Consignes ->
#1 Dans l'article sur l'union des vétérinaires et des médecins, quel vecteur transmet l'onchocercose ?
#2 Rédigez la suite de l'article sur l'union des vétérinaires et des médecins, à partir de sa dernière phrase.

Texte ->
---

Vétérinaires et médecins, l’union sacrée - La Semaine Vétérinaire n° 1745 du 21/12/2017
La Semaine Vétérinaire n° 1745 du 21/12/2017

ACTU

Tous les infectiologues connaissent l’importance de la relation médecine humaine -médecine animale et la place des vétérinaires dans la chaîne de transmission des agents pathogènes par diverses voies, principalement vectorielles. Le slogan de l’Organisation mondiale de la santé (OMS), One Health, “une seule santé”, est adopté par tous les spécialistes des maladies transmissibles. Vétérinaires et médecins, même combat.

Cela, pour plusieurs raisons :

D’abord parce que nombre de ces affections constituent un complexe singulier où l’homme (ou l’animal), l’agent pathogène et l’agent vecteur réalisent un rythme à trois temps, différent de la transmission directe d’homme à homme. Ces vecteurs sont des moustiques pour le paludisme, la fièvre jaune, la dengue ou le chikungunya… ; un moucheron, la simulie, pour l’onchocercose ; le rat ou le mérion et la puce pour la peste ; un mollusque pour les bilharzioses ; la mouche tsé-tsé pour les trypanosomiases humaines et animales, etc. Leur rôle ravageur concerne autant le médecin que le vétérinaire.

Ensuite, parce que toute atteinte du cheptel est souvent un arrêt de mort ou de dénuement extrême pour les populations rurales d’Afrique, d’Asie ou d’Amérique latine, nomades en particulier ; morbidité qui affame ou engendre l’extrême pauvreté et une déstabilisation sociale car sans troupeau, plus d’identité…

Parce que les cycles classiques de transmission, tel celui de la trichinose, sont de nos jours perturbés et désorientent les épidémiologistes surpris et victimes d’un circuit inédit où le cheval prend subitement la place du porc !

---

Données fournies ->
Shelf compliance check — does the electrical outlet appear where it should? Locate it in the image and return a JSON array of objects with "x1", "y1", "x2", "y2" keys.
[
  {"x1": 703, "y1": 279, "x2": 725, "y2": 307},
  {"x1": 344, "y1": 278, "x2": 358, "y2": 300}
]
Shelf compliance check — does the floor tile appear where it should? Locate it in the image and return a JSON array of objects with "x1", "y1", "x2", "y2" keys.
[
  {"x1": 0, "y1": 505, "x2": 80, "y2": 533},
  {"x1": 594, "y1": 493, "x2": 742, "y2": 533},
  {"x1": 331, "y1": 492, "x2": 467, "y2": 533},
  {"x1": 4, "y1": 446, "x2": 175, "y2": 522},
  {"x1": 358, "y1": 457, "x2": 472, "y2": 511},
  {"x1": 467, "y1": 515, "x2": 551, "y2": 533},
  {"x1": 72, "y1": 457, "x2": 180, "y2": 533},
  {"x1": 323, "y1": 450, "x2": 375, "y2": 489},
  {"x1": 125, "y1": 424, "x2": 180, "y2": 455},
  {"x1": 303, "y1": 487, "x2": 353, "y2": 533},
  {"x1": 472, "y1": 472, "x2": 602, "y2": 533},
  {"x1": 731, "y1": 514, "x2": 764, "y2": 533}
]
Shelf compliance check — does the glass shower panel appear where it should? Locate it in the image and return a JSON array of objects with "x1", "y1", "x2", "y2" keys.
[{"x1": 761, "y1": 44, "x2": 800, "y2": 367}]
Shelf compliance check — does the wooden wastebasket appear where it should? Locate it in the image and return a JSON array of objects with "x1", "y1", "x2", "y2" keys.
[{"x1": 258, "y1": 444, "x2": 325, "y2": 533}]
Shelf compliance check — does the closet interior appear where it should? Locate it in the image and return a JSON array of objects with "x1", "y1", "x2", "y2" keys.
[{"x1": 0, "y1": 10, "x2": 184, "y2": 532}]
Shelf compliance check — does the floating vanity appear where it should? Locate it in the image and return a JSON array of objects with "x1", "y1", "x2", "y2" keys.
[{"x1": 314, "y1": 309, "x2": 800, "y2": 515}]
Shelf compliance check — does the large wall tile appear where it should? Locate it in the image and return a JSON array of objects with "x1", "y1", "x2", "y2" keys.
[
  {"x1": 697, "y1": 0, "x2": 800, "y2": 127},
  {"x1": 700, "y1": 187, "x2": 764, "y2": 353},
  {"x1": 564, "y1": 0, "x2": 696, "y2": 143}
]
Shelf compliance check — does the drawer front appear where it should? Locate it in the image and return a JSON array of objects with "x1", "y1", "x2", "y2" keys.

---

Vos réponses ->
#1 Un moucheron, la simulie.

#2
Parce qu’à l’origine de nombreuses infections humaines, il y a une épizootie méconnue ou tardivement identifiée. Sans parler du sida, sujet polémique, les fièvres tropicales, hémorragiques ou non, de Marbourg et de Lassa, surtout la maladie à virus Ebola, exemples plus récents que la peste : le singe, le rat, la chauve-souris, les volailles (dont les “meurtres” massifs interpellent) le démontrent.

Parce que l’Organisation mondiale de la santé animale (OIE), remarquable outil qu’ignorent trop d’acteurs de santé humaine et dont le rôle d’alerte et de dénonciation d’un risque doit être valorisé, devrait inciter à une collaboration plus intime et permanente avec l’OMS. Ce qui est loin d’être le cas sur le terrain. Ces deux organismes constituent pourtant un couple indissociable dont on sous-estime l’impact qu’aurait une alliance ou un alliage plus organique.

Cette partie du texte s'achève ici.